#### Entries provided:

[Start of section]

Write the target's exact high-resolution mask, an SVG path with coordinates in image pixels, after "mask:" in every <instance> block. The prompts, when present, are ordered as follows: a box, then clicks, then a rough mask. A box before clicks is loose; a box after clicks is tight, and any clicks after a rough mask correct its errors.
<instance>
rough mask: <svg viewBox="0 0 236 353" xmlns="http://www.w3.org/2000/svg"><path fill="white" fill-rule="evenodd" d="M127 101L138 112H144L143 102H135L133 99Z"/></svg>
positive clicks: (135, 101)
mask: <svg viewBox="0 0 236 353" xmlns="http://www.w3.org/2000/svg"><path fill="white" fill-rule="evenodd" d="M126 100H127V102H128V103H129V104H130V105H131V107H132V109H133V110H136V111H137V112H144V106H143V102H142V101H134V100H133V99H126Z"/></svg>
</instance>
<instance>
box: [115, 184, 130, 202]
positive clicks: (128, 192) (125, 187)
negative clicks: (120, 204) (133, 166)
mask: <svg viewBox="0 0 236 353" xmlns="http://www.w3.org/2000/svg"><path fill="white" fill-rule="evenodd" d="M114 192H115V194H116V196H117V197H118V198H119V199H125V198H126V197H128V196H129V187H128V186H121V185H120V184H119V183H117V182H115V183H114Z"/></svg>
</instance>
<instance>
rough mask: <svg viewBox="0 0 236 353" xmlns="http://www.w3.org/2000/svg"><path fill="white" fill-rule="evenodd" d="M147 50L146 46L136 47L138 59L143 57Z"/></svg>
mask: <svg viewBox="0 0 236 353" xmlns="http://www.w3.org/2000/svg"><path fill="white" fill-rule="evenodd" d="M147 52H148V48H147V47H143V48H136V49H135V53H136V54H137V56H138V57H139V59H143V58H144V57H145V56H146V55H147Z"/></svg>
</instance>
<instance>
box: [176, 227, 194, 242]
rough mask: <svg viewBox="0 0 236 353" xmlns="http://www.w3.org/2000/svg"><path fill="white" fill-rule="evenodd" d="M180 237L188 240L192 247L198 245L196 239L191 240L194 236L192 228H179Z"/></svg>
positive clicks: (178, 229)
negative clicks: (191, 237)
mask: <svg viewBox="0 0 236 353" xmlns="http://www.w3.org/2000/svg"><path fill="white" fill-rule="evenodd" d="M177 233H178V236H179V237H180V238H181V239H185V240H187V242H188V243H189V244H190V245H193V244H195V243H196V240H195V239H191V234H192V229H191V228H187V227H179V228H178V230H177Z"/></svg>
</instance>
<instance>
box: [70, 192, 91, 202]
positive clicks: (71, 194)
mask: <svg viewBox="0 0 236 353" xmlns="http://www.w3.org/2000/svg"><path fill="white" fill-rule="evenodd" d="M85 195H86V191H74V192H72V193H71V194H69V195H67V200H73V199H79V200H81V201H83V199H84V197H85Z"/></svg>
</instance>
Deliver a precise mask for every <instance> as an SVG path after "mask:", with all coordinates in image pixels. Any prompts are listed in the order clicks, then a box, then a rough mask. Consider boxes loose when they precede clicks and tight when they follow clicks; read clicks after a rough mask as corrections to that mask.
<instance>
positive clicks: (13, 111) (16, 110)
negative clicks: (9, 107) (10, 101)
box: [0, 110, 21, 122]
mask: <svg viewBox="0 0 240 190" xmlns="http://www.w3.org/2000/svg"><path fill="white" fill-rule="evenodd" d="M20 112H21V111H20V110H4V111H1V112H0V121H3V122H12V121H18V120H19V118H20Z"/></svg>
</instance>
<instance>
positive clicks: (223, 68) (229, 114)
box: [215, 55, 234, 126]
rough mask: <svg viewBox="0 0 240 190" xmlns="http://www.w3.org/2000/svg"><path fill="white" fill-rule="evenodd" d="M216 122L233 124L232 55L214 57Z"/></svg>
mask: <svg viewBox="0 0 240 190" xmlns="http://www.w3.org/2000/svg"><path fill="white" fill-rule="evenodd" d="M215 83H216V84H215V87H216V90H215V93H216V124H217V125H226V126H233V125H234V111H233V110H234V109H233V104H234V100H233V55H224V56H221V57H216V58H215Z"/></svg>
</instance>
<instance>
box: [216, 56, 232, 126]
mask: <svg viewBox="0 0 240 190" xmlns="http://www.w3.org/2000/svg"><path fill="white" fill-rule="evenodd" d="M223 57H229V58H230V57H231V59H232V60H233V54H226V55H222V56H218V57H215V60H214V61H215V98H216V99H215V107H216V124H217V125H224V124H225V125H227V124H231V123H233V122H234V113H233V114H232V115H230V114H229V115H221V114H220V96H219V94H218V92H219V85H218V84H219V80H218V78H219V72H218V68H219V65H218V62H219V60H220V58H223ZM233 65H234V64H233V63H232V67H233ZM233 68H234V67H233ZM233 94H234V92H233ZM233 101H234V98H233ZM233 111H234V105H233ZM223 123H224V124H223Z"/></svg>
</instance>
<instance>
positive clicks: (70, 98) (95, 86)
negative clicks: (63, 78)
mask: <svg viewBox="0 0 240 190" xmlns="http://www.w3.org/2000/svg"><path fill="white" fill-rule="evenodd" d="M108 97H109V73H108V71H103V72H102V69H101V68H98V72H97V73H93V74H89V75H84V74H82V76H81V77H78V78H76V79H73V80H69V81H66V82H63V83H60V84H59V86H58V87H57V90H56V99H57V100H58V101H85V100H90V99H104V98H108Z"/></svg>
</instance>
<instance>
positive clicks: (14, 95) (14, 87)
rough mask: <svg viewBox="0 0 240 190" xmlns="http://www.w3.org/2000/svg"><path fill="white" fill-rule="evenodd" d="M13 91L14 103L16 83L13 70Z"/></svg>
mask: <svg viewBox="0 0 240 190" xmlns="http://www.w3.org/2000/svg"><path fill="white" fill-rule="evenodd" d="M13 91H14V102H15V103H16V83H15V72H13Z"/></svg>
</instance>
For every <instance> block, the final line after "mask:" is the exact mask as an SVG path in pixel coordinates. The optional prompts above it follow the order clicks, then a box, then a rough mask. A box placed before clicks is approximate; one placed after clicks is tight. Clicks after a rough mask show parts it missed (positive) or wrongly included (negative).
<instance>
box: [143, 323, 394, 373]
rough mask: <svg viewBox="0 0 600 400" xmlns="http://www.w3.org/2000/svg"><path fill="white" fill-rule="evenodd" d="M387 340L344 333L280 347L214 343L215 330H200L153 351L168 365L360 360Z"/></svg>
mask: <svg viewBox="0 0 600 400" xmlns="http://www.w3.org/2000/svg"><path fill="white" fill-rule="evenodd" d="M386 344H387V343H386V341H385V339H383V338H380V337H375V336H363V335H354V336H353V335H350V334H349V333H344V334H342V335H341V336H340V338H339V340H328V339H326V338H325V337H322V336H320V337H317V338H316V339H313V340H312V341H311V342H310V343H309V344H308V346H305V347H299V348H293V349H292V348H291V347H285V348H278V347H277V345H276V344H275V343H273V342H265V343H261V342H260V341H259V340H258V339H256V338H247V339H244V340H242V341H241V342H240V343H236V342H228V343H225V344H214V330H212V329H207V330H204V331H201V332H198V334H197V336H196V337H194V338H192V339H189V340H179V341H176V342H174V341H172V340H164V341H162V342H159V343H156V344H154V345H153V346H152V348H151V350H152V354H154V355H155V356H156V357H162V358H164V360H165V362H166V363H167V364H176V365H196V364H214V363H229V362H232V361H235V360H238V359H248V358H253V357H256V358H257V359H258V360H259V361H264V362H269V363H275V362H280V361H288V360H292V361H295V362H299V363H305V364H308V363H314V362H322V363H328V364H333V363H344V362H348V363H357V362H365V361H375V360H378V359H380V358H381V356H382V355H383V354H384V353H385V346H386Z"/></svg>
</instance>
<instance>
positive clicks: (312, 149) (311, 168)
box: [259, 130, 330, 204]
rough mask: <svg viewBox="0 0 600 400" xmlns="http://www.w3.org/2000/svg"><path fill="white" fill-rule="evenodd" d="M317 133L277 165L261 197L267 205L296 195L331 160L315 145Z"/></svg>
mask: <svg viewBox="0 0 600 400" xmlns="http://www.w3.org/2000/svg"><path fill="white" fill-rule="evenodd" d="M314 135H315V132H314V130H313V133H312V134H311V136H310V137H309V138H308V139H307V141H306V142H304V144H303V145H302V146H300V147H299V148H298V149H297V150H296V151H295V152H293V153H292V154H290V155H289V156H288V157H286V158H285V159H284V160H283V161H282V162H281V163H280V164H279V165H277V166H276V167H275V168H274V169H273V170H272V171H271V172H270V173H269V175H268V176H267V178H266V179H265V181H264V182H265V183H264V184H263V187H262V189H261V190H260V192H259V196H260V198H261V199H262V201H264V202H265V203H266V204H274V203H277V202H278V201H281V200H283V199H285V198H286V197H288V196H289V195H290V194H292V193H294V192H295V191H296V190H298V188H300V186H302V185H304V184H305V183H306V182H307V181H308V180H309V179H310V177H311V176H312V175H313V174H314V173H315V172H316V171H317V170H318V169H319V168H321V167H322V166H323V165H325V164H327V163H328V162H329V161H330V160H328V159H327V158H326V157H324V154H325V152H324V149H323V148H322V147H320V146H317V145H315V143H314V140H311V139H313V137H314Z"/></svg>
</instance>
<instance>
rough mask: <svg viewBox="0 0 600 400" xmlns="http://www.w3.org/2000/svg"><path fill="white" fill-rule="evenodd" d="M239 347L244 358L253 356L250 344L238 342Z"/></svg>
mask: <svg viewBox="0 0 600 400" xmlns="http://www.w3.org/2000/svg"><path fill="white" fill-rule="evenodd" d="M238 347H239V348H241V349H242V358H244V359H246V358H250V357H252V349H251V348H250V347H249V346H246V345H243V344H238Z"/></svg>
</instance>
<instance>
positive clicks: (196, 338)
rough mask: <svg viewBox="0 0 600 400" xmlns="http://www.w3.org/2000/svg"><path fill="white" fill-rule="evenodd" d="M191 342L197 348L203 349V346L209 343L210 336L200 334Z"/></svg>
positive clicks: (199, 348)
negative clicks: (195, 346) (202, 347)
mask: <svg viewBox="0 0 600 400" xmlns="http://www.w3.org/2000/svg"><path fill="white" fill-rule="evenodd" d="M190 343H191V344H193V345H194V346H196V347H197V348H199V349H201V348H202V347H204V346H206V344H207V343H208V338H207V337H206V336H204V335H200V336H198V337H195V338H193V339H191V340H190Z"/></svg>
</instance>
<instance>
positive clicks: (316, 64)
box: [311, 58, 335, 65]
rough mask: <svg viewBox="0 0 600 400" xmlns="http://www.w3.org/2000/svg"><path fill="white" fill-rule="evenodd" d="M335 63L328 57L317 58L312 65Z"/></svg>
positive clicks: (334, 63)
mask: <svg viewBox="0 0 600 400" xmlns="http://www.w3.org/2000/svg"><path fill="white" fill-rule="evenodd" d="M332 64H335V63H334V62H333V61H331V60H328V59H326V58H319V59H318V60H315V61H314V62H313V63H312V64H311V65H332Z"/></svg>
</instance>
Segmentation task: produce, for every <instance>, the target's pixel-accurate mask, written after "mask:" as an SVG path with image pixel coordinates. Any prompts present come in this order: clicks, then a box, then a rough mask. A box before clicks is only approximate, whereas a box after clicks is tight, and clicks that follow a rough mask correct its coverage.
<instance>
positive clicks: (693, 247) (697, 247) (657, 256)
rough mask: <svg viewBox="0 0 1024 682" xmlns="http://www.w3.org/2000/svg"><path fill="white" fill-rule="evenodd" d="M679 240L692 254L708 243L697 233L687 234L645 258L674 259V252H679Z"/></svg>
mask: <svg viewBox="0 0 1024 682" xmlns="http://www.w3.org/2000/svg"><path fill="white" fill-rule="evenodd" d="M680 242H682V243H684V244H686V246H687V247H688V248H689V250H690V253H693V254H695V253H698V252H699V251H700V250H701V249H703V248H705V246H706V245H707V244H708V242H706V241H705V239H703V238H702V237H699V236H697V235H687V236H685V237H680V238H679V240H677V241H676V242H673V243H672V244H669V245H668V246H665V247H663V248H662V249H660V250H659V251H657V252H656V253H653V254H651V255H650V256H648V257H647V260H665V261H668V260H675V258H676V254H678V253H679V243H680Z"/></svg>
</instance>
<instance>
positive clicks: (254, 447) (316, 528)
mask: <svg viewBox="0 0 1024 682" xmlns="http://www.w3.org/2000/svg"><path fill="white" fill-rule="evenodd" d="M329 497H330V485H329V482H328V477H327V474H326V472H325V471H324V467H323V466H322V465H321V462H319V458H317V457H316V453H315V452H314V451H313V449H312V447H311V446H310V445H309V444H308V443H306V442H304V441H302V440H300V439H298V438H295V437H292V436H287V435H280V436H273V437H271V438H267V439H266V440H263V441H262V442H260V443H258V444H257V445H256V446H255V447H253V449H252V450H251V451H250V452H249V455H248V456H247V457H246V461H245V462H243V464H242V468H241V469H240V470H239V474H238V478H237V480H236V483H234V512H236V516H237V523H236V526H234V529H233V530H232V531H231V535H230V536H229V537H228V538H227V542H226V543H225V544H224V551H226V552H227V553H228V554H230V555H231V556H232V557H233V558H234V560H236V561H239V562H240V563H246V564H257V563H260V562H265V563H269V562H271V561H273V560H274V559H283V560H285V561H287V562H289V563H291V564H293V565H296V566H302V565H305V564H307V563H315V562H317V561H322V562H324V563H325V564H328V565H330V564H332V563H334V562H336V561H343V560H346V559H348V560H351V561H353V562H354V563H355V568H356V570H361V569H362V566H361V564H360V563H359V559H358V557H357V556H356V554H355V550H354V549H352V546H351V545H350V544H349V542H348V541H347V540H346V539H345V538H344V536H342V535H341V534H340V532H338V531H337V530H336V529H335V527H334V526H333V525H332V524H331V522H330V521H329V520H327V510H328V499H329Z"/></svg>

[End of section]

#### To-do item:
Identify every line of the material that contains the word "negative", and copy each of those lines in full.

#### Output of the task:
negative clicks: (120, 204) (133, 166)
negative clicks: (191, 237)
negative clicks: (9, 107) (10, 101)
negative clicks: (63, 78)
For every <instance> block, the final line after "mask:" is the exact mask as an SVG path in pixel coordinates. The optional prompts above it follow the order clicks, then a box, then a rough mask. A box placed before clicks is approximate; one placed after clicks is tight. Clicks after a rough mask show parts it missed (positive) or wrongly included (negative).
negative clicks: (195, 346) (202, 347)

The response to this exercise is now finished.